Assignment: I would like the number of lines in the data that contain the word "path". Please give that number alone.

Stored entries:
--- --- ---

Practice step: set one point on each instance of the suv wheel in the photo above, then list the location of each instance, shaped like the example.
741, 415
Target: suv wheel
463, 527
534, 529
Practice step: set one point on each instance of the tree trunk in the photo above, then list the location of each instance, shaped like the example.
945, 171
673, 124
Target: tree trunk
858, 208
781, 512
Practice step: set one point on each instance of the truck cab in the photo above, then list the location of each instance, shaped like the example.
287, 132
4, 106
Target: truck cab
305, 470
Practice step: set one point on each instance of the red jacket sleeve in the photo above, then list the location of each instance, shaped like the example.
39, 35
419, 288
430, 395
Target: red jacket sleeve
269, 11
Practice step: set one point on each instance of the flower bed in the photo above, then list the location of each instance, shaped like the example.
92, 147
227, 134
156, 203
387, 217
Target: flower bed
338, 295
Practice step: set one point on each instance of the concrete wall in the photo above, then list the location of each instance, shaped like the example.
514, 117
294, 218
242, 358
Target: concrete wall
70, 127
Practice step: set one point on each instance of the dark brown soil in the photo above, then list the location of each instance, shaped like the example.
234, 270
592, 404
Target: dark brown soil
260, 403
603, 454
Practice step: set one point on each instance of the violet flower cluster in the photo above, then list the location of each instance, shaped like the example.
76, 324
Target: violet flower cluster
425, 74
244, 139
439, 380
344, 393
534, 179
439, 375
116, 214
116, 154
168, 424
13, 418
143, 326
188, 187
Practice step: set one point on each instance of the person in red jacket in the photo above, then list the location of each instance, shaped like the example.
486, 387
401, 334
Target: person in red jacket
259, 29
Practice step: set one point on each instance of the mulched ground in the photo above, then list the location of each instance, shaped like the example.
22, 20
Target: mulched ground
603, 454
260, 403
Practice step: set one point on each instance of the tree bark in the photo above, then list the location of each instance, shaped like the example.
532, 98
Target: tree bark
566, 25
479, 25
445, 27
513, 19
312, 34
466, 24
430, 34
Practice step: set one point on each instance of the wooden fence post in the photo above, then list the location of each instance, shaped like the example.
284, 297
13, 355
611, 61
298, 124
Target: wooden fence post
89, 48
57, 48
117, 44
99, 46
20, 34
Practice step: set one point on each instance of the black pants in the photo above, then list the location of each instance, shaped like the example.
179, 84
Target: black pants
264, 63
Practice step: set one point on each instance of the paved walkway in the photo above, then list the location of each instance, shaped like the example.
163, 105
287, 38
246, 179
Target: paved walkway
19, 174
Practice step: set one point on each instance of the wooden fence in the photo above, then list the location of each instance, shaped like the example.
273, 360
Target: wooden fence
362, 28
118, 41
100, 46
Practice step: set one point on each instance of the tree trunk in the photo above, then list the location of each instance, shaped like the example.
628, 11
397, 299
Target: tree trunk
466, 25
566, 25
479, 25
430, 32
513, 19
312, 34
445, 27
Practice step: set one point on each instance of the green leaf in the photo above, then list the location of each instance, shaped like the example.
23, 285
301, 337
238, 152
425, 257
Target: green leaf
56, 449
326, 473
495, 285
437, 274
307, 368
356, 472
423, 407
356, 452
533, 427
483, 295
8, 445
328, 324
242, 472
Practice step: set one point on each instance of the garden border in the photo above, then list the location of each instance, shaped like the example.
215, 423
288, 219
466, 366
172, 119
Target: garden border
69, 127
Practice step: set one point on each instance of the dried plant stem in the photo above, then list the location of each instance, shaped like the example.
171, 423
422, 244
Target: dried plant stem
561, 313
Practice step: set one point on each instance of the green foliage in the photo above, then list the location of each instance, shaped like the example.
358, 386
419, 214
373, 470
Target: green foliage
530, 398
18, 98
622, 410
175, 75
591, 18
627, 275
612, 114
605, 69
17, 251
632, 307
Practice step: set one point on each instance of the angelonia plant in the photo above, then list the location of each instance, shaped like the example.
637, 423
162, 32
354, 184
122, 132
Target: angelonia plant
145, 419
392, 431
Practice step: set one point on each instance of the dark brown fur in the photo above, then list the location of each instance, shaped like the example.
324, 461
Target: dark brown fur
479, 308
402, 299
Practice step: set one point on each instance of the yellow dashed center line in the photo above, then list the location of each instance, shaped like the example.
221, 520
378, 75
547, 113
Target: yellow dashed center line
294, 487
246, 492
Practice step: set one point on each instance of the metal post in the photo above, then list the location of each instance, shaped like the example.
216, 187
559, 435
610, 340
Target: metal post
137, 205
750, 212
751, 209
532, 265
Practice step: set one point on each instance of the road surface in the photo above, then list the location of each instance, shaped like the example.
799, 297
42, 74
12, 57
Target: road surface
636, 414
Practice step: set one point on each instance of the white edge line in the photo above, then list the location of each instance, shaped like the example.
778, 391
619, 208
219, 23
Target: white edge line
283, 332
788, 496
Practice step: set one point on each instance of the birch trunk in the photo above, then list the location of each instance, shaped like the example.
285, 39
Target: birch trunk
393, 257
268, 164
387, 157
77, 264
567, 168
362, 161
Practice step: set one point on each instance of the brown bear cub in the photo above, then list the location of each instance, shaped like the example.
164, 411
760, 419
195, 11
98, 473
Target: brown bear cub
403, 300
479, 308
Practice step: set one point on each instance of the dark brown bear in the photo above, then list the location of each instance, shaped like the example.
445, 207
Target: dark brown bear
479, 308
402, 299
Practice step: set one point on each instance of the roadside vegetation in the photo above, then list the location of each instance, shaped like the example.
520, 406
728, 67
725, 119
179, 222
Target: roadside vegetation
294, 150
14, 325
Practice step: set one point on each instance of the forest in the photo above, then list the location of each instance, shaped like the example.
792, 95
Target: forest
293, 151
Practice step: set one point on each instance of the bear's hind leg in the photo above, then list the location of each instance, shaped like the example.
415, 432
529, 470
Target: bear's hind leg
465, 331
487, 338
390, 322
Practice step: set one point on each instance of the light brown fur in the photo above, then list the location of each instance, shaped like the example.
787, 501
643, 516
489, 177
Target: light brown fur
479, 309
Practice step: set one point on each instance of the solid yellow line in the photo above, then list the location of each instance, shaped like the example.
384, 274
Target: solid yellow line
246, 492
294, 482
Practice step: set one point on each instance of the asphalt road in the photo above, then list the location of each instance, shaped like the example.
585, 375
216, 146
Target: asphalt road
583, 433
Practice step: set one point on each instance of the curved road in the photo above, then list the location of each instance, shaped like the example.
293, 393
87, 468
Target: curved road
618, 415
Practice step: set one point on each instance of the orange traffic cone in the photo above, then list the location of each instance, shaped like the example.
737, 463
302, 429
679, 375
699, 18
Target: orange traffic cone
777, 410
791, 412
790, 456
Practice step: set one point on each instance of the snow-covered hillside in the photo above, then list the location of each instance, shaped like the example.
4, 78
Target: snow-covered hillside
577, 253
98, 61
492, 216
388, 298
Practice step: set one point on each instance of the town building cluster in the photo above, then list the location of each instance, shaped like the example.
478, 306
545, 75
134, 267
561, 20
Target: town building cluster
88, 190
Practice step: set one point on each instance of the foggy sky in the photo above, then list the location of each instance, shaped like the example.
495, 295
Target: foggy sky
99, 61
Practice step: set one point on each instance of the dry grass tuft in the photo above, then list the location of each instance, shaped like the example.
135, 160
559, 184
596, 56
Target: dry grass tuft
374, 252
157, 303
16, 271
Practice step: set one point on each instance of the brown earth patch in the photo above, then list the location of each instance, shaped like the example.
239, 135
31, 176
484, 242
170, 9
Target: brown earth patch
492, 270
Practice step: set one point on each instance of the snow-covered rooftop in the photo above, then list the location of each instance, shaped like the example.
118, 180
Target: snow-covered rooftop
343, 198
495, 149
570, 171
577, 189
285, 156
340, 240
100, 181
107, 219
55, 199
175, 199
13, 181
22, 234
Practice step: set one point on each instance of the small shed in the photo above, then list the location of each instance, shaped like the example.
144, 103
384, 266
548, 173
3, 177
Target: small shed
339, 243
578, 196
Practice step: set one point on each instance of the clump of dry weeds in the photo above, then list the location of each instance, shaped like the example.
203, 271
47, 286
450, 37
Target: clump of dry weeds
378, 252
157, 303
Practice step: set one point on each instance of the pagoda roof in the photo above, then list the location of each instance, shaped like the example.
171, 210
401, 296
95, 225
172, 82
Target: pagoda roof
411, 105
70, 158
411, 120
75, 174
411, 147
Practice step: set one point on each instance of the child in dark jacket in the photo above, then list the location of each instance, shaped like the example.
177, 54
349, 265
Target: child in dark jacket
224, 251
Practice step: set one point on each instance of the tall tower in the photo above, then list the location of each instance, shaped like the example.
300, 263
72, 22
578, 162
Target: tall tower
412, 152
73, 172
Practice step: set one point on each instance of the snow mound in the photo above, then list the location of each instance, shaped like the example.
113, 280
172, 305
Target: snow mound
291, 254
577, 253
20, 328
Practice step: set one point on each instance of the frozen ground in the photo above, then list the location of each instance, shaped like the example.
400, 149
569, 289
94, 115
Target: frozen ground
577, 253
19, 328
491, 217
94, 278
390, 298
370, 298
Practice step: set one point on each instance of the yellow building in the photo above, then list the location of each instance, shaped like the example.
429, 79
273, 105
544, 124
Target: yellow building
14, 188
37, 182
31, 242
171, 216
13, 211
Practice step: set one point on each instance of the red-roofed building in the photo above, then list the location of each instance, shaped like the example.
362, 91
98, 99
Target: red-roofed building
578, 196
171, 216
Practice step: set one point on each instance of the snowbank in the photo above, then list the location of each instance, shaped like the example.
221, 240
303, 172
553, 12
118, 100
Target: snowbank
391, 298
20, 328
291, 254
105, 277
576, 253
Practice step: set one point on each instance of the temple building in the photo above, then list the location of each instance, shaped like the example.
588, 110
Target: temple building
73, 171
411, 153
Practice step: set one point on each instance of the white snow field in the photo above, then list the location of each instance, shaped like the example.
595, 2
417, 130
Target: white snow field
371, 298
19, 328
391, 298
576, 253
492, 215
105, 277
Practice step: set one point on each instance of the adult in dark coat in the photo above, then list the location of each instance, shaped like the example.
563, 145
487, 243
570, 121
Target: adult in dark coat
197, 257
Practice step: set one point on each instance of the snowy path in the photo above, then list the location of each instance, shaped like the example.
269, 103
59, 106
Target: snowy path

--- --- ---

Your response: 2